» Exercise details:
Present as a numbered list the lines of data starting at the beginning and ending at the line containing "point(616, 344)", both included, with blank lines omitted.

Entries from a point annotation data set

────────────────────────────────────────

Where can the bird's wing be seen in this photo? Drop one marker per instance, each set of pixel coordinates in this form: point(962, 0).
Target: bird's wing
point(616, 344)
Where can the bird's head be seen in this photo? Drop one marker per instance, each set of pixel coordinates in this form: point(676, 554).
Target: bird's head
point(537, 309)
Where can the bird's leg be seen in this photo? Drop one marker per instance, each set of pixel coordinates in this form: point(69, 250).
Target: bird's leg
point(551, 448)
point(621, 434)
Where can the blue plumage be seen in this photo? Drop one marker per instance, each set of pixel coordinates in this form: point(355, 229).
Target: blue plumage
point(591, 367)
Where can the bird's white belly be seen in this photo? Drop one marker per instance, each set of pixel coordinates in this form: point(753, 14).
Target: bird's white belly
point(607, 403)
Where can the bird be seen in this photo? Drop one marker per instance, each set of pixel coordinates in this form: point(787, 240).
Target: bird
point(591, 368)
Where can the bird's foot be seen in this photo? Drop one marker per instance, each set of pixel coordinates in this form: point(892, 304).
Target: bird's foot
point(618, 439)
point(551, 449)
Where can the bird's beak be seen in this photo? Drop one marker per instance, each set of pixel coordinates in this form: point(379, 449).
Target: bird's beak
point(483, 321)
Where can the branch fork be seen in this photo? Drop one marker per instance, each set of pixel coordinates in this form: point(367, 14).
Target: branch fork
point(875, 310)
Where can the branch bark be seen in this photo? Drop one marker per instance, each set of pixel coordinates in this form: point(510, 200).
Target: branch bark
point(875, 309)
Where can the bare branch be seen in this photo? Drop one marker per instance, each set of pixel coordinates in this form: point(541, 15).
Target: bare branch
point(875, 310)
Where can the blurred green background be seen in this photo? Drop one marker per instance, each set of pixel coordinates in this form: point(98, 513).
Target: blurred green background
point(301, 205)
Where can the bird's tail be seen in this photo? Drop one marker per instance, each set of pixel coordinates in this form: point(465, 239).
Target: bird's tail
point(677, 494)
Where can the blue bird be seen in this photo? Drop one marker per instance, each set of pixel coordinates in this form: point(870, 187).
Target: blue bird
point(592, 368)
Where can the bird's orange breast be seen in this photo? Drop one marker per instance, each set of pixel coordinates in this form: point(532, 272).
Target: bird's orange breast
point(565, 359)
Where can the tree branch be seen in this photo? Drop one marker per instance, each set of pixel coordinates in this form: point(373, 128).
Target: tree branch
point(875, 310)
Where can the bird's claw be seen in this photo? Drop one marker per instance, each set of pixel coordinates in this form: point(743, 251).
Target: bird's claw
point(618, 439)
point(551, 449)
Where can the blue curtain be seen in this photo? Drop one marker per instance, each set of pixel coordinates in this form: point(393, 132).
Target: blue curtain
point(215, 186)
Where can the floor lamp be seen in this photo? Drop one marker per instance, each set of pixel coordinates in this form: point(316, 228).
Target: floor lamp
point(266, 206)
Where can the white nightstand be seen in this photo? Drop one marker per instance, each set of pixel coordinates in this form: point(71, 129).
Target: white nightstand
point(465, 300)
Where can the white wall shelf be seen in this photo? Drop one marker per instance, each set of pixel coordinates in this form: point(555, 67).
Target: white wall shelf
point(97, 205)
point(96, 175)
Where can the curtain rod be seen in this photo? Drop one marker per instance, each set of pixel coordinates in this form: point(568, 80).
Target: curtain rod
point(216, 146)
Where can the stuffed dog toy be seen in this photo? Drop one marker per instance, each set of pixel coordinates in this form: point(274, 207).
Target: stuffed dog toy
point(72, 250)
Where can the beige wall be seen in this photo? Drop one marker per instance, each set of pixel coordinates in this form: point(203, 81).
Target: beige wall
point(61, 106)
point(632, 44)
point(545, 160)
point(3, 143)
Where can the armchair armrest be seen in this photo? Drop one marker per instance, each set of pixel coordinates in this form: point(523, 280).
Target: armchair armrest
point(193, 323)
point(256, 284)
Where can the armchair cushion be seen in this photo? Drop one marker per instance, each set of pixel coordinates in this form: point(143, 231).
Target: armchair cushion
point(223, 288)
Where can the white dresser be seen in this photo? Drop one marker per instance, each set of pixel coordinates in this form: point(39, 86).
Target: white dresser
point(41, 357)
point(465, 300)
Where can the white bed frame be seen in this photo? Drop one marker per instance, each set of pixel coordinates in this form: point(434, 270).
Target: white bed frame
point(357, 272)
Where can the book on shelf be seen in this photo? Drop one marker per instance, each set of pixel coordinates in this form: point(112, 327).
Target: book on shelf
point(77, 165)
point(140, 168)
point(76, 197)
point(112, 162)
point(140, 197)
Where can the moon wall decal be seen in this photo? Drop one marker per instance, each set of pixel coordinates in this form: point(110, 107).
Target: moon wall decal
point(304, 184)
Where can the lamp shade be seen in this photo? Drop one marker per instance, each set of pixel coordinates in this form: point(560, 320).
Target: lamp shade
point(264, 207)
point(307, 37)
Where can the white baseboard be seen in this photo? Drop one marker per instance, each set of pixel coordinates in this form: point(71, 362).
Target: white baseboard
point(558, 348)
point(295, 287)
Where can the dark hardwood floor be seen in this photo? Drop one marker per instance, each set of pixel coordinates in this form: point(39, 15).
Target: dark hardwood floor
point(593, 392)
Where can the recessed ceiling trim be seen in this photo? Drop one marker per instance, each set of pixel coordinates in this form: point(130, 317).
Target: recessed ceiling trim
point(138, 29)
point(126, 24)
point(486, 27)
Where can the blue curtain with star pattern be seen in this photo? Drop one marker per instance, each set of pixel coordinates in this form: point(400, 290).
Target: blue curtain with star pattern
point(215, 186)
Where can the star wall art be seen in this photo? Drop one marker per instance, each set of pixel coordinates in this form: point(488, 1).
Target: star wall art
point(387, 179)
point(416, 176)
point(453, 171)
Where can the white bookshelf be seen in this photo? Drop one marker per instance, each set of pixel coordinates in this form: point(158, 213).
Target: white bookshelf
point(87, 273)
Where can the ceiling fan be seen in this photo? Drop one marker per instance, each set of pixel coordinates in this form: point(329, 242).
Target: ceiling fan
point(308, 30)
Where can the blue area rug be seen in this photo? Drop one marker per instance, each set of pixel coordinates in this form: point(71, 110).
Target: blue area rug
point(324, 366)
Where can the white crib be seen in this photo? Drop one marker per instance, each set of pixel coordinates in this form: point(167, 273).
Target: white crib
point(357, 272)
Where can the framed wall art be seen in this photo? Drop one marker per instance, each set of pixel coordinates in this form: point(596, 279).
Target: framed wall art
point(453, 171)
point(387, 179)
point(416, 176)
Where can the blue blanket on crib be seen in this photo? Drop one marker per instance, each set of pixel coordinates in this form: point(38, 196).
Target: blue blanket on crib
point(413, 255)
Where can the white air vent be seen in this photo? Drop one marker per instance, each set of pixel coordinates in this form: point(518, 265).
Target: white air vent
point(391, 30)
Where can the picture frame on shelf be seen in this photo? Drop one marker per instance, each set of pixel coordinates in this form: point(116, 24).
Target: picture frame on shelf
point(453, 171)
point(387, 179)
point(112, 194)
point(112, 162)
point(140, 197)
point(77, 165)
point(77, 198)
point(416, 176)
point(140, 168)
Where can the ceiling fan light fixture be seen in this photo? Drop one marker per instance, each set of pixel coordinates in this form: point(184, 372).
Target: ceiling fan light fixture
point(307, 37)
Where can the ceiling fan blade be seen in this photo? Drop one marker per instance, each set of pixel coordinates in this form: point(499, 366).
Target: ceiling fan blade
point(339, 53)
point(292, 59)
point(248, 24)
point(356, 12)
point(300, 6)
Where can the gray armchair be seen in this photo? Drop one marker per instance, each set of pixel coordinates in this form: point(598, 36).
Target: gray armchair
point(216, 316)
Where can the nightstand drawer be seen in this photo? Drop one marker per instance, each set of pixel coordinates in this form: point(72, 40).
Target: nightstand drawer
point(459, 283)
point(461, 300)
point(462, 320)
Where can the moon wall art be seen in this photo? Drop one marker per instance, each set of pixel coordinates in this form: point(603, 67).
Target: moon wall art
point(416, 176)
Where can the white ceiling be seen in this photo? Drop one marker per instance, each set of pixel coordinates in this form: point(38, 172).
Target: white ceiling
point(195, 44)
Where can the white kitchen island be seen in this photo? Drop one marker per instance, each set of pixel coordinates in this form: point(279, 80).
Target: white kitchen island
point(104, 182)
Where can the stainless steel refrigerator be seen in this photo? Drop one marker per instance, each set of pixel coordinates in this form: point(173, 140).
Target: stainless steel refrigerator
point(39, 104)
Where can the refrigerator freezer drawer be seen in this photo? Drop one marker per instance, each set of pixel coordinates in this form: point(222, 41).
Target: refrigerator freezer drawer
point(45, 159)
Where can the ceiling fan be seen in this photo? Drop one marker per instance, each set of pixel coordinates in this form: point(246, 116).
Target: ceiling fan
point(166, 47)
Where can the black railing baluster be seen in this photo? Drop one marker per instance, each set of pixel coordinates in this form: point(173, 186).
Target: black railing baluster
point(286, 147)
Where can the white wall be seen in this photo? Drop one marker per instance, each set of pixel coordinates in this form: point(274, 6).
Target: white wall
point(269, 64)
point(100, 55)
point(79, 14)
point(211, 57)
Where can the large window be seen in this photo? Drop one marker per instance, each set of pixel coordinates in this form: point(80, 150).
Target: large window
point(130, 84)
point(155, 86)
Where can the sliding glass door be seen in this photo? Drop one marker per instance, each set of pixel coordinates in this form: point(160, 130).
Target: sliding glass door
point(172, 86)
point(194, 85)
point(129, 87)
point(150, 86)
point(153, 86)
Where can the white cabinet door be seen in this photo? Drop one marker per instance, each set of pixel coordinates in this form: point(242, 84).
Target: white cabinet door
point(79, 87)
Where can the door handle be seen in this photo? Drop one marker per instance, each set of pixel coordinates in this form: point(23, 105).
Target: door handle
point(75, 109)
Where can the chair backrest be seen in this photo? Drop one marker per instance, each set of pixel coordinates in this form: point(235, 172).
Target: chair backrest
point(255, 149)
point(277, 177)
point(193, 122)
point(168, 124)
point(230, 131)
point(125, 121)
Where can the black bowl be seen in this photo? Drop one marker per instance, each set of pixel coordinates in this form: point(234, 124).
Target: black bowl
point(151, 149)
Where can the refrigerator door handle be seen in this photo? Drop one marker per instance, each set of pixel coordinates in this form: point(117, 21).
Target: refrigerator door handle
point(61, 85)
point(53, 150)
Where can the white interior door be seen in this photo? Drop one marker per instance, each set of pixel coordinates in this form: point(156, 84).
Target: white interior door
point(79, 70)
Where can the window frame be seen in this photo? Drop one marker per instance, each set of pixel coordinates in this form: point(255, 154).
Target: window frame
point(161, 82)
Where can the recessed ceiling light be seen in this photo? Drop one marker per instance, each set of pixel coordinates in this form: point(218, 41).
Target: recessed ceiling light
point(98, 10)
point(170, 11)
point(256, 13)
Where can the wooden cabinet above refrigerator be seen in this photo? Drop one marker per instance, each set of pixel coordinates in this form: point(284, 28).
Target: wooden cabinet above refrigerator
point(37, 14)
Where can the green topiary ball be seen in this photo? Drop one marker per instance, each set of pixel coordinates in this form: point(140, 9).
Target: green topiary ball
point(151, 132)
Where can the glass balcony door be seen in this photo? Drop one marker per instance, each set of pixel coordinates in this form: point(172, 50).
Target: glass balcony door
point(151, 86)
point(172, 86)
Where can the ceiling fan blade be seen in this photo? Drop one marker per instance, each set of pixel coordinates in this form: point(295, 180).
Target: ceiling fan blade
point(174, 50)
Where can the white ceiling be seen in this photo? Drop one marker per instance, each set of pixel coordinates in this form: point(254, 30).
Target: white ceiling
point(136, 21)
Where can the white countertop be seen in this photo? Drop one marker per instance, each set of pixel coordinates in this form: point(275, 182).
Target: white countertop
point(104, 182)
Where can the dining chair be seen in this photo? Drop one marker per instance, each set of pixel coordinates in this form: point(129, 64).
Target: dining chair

────────────────────────────────────────

» Result below:
1. Where can the bird's wing be seen in this photo? Drop one marker per instance, each set of pixel coordinates in this form: point(962, 0).
2. Target: bird's wing
3. point(616, 344)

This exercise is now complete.